#### Job 1
In the forum post on help content organization, how many procedures does the example say reference the minor setting in the preferences dialog?
#### Job 2
Rewrite the stretch of the forum post on help content organization from "Say you have" through "within the procedure.", changing "preferences dialog" to "settings window".
#### Job 3
Write what comes next in the forum post on help content organization, picking up after its final sentence.

#### Selection
Post by Mark A Johnson »

Scotty wrote:Devil's advocate....

The senior guy's approach has the very strong advantage in that it is easy to maintain, and easy to see 'where you're at' at any point in time. For example, a change in one part of the UI requires only a change on a single topic, but your approach will likely require changes in multiple places, which is hard to track and takes more time to update (multiple content changes, multiple points of review).
It's true my approach will potentially require the writer to make multiple changes to address a single UI change, but I think that extra work is necessary especially when the same UI change is needed in multiple workflows/procedures, particularly in large, feature-rich products with many modules (including this one).

Say you have a minor setting in a preferences dialog that is referenced in three important but unrelated procedures. You wouldn't put all three procedures in the preferences dialog topic simply because they share this setting. If your help content organization is based on your product UI, you choose the UI element primarily relied upon for the procedure and put it there instead. Then, you add a link to the preferences dialog from within the procedure.

#### Stored data
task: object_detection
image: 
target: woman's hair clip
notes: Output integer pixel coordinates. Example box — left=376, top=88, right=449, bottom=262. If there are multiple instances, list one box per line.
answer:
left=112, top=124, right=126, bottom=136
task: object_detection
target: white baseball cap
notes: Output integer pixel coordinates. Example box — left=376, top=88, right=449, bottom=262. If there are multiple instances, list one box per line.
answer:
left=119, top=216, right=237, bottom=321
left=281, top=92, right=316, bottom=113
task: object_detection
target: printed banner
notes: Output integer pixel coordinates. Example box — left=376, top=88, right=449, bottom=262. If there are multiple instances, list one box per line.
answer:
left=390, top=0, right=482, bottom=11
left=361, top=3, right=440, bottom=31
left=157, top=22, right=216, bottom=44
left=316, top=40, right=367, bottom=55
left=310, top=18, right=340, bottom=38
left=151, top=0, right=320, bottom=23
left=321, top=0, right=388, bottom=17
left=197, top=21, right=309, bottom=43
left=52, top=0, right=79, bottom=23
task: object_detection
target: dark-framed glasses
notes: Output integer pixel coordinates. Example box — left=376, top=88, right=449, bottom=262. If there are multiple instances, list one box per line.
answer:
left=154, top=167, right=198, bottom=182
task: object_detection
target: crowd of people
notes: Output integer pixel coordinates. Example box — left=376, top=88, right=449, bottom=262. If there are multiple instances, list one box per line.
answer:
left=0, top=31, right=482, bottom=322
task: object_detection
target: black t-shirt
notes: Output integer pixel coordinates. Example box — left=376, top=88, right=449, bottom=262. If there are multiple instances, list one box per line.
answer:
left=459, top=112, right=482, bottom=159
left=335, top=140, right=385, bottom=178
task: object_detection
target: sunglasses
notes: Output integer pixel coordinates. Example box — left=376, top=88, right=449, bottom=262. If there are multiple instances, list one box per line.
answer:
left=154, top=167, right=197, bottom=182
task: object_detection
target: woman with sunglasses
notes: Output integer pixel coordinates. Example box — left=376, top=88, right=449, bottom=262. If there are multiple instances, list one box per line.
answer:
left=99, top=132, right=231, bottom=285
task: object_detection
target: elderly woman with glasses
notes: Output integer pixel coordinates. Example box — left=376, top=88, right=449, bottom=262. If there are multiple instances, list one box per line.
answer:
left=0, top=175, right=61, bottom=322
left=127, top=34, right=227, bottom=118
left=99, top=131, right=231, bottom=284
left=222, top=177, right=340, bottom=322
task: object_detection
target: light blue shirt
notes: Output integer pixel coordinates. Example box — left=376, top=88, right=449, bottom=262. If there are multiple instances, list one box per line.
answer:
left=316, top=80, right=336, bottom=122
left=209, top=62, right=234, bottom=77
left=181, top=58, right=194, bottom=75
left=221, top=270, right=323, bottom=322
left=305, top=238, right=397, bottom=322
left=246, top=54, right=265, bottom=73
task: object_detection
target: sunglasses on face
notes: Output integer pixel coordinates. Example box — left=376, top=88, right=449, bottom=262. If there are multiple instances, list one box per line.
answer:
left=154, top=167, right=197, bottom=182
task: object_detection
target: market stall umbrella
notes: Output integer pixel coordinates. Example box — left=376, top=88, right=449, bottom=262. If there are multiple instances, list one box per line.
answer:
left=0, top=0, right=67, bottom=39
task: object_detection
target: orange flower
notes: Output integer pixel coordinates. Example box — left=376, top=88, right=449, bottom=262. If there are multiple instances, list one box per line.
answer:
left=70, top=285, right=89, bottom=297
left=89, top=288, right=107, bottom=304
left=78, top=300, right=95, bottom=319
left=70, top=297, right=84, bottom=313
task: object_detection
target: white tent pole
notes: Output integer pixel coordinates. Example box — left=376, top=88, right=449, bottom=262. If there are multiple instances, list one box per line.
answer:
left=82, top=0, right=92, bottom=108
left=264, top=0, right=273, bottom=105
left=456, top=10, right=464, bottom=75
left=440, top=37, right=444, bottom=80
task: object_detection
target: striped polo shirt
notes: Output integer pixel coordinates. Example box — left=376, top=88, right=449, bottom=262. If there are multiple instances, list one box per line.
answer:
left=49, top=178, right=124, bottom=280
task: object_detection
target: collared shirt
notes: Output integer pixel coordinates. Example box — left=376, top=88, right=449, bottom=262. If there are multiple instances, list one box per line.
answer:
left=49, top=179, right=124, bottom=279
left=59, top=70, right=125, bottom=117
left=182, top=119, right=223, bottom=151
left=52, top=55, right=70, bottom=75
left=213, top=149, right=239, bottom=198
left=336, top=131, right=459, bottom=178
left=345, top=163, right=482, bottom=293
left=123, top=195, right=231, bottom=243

#### Exercise output 1
Three important but unrelated procedures.

#### Exercise output 2
Say you have a minor setting in a settings window that is referenced in three important but unrelated procedures. You wouldn't put all three procedures in the settings window topic simply because they share this setting. If your help content organization is based on your product UI, you choose the UI element primarily relied upon for the procedure and put it there instead. Then, you add a link to the settings window from within the procedure.

#### Exercise output 3
Now, say each of these procedures depends heavily upon settings from two dialogs other than the preferences dialog, in fact, let's say it isn't clear which dialog is primary. The writer is forced to choose one of the two dialogs to bind the procedure to. How can this be addressed? Perhaps one is chosen at random and links are added to the other, or a snippet is added to both. This quickly becomes unsustainable if the procedure is dependent upon many such dialogs and UI elements. What is the (common, objectionable) solution: The writer simply doesn't write procedures that require multiple/diverse UI elements, and instead limits procedures to those confined to a specific area of the UI. This assumes (as you mentioned) the engineers/designers have already crafted the UI in a way that is intuitive for users - the exact case that makes help documentation unnecessary. It gets through because gaps in continuity that are obvious hindrances to users are overlooked by reviewers familiar with the product who are instead looking for technical accuracy and completeness. The writer wins because the content is complete, accurate, and easily maintained. The user is marooned, unable to connect the dots without an arduous research and discovery process (made possible through searching).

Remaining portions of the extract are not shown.